» TO DO
Pull every line of text from the records below verbatim, leaving the pictures out of your answer.

» PROVIDED RECORDS
* BEGIN *
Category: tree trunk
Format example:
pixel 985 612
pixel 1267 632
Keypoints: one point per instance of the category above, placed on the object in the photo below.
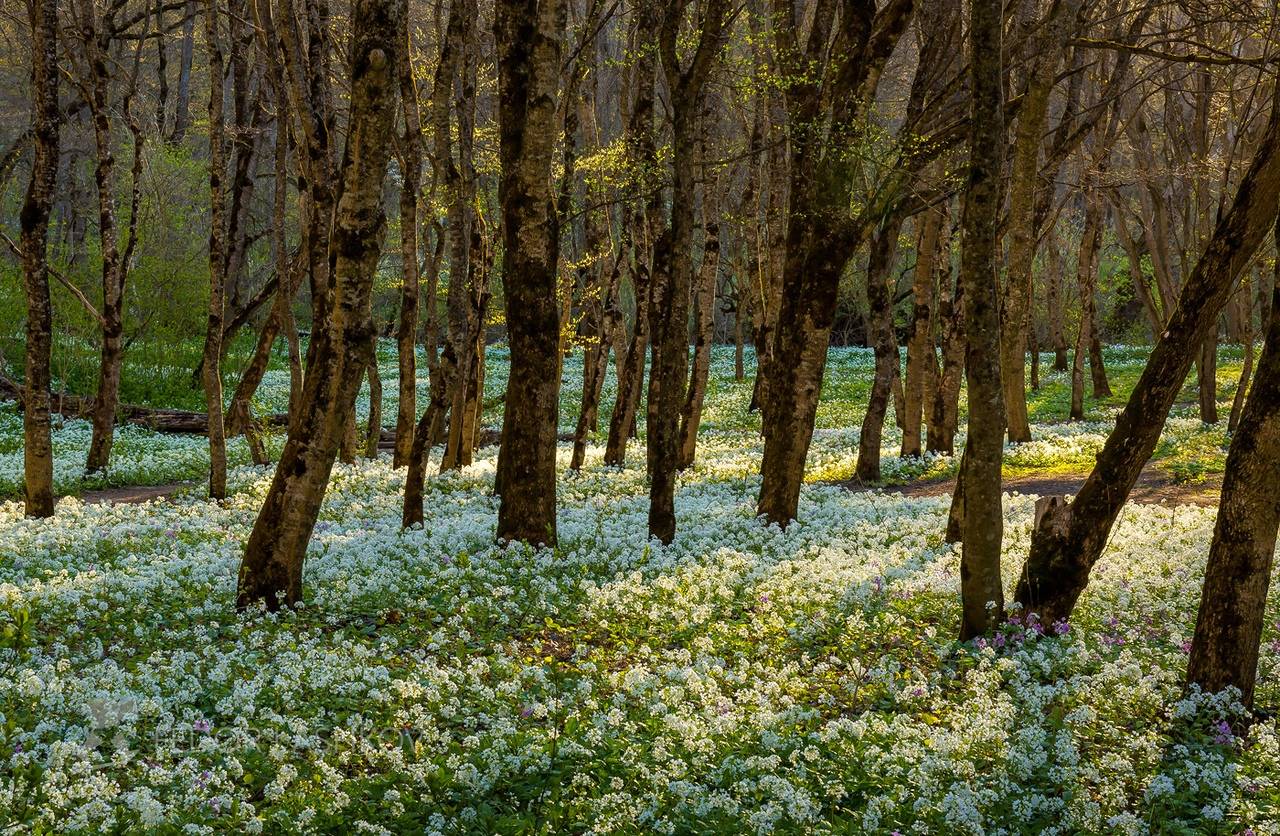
* END *
» TASK SOLUTION
Category: tree trunk
Format example:
pixel 985 612
pixel 1267 632
Keypoints: one point per instance of the category above, placed on the object in the photo below.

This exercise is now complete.